<<<<
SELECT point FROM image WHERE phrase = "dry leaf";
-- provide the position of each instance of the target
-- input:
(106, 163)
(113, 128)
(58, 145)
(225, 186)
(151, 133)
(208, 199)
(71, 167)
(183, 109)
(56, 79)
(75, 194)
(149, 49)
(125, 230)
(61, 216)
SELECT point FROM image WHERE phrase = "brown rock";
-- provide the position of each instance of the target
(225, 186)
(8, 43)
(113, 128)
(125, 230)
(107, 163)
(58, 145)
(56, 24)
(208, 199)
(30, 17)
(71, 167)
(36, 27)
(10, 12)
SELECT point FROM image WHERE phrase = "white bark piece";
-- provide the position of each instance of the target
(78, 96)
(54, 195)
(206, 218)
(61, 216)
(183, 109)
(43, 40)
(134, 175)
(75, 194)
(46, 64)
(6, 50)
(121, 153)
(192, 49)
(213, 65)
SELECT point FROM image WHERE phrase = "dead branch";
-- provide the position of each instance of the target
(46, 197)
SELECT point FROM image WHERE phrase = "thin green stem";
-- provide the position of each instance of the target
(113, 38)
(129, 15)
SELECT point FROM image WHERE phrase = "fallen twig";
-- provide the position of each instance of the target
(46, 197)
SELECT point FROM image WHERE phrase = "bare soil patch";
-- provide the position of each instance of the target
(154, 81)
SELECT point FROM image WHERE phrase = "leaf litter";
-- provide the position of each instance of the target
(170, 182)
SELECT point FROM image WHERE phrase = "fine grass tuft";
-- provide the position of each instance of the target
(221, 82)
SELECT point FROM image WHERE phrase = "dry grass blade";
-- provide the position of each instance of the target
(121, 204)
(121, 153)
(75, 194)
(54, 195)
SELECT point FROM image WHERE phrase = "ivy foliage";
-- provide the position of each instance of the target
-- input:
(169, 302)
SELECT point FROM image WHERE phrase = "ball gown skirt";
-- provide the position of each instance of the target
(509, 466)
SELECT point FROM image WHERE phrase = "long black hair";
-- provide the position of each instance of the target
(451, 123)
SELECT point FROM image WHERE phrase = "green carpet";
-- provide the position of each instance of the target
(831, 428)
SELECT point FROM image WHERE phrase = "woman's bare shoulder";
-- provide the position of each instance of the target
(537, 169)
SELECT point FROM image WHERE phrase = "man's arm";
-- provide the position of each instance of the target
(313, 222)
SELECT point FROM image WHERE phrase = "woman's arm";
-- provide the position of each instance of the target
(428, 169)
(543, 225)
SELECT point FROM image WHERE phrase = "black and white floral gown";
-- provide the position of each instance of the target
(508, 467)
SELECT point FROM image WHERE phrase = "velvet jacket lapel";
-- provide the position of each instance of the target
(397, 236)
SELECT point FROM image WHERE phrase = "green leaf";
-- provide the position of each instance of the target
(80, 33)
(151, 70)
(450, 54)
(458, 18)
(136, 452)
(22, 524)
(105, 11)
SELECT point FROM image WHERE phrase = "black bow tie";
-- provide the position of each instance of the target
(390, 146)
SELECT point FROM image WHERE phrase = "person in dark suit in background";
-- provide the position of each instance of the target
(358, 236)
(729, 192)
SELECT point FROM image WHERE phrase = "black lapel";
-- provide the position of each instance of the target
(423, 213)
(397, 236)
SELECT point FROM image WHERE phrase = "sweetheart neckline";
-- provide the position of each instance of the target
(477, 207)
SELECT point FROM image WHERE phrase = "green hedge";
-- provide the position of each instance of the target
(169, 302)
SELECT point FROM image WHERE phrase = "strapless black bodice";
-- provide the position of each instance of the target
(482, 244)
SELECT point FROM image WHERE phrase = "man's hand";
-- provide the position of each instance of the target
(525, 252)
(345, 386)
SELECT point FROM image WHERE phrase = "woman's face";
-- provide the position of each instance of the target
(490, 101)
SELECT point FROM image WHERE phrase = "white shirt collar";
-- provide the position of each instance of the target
>>>>
> **EXERCISE DESCRIPTION**: Give every line of the listing again. Keep each one exact.

> **EXERCISE RESULT**:
SELECT point FROM image WHERE phrase = "dry leaf";
-- provide the position of each instance of the target
-- input:
(106, 163)
(113, 128)
(58, 145)
(225, 186)
(151, 133)
(208, 199)
(71, 167)
(183, 109)
(56, 79)
(75, 194)
(149, 49)
(125, 230)
(61, 216)
SELECT point FROM image WHERE phrase = "brown rock";
-- provide the position of each instance of the target
(225, 186)
(8, 43)
(113, 128)
(125, 230)
(107, 163)
(58, 145)
(56, 24)
(208, 199)
(30, 17)
(71, 167)
(36, 27)
(10, 12)
SELECT point FROM image WHERE phrase = "white bark piece";
-- provide the position of each instance of the target
(78, 96)
(54, 195)
(206, 218)
(61, 216)
(183, 109)
(43, 40)
(134, 175)
(75, 194)
(46, 64)
(6, 50)
(121, 153)
(192, 49)
(213, 65)
SELECT point FROM image WHERE phrase = "dead branch";
-- provide the position of each instance of the target
(46, 197)
SELECT point FROM image WHERE phrase = "thin green stem";
-- provide the position of each instance of the target
(113, 38)
(129, 15)
SELECT point FROM image WHERE phrase = "fallen twig";
-- provide the position of each instance of the target
(46, 197)
SELECT point FROM image WHERE phrase = "bare soil patch";
-- provide the position of each instance of the target
(154, 81)
SELECT point FROM image WHERE phrase = "leaf litter";
-- provide the position of each instance of the target
(170, 182)
SELECT point FROM image WHERE phrase = "fine grass tuft";
-- provide the position of each instance of the target
(221, 82)
SELECT point FROM image WHERE phrase = "dry grass blade";
-- provide the position of each instance of the target
(121, 204)
(121, 153)
(75, 194)
(54, 195)
SELECT point FROM image WHERE phrase = "ivy foliage";
-- provide the position of each instance of the target
-- input:
(169, 302)
SELECT point FROM image WHERE phrase = "ball gown skirt";
-- provide the position of each instance of the target
(509, 466)
SELECT point FROM image WHERE phrase = "long black hair";
-- provide the position of each instance of the target
(451, 123)
SELECT point FROM image WHERE phrase = "green carpet";
-- provide the position of each instance of the target
(831, 428)
SELECT point FROM image WHERE phrase = "woman's bare shoulder";
-- provide the position of each instance of the target
(537, 169)
SELECT point FROM image WHERE phrase = "man's arm";
-- provide the position of each instance of the target
(313, 222)
SELECT point FROM image WHERE phrase = "woman's arm";
-- provide the position of each instance of the target
(428, 169)
(543, 225)
SELECT point FROM image WHERE phrase = "black and white floral gown";
-- provide the position of each instance of the target
(508, 467)
SELECT point FROM image WHERE phrase = "velvet jacket lapel";
-- provide the position of each instance of the target
(397, 236)
SELECT point FROM image WHERE phrase = "green leaf";
-- provide the position of each instance of the target
(80, 33)
(151, 70)
(450, 54)
(458, 18)
(136, 452)
(22, 524)
(105, 11)
SELECT point FROM image WHERE phrase = "black bow tie";
-- provide the position of each instance of the target
(390, 146)
SELECT point FROM image WHERE phrase = "person in dark suit in background";
-- provide the position of each instance of the target
(358, 236)
(729, 192)
SELECT point FROM image WHERE phrase = "black lapel";
-- provide the position of each instance of the target
(423, 213)
(397, 236)
SELECT point FROM image WHERE phrase = "sweetheart neckline";
-- provide the position of each instance of the target
(477, 207)
SELECT point FROM image WHERE phrase = "green hedge";
-- provide the position of each instance of the target
(169, 302)
SELECT point FROM image WHERE phrase = "strapless black bodice";
-- provide the position of each instance of the target
(482, 244)
SELECT point FROM image WHERE phrase = "man's hand";
-- provide the position of each instance of the target
(525, 252)
(345, 386)
SELECT point FROM image WHERE phrase = "woman's face";
-- provide the position of each instance of the target
(490, 101)
SELECT point FROM image WHERE phrase = "white shirt collar";
-- provide the position of each instance of the target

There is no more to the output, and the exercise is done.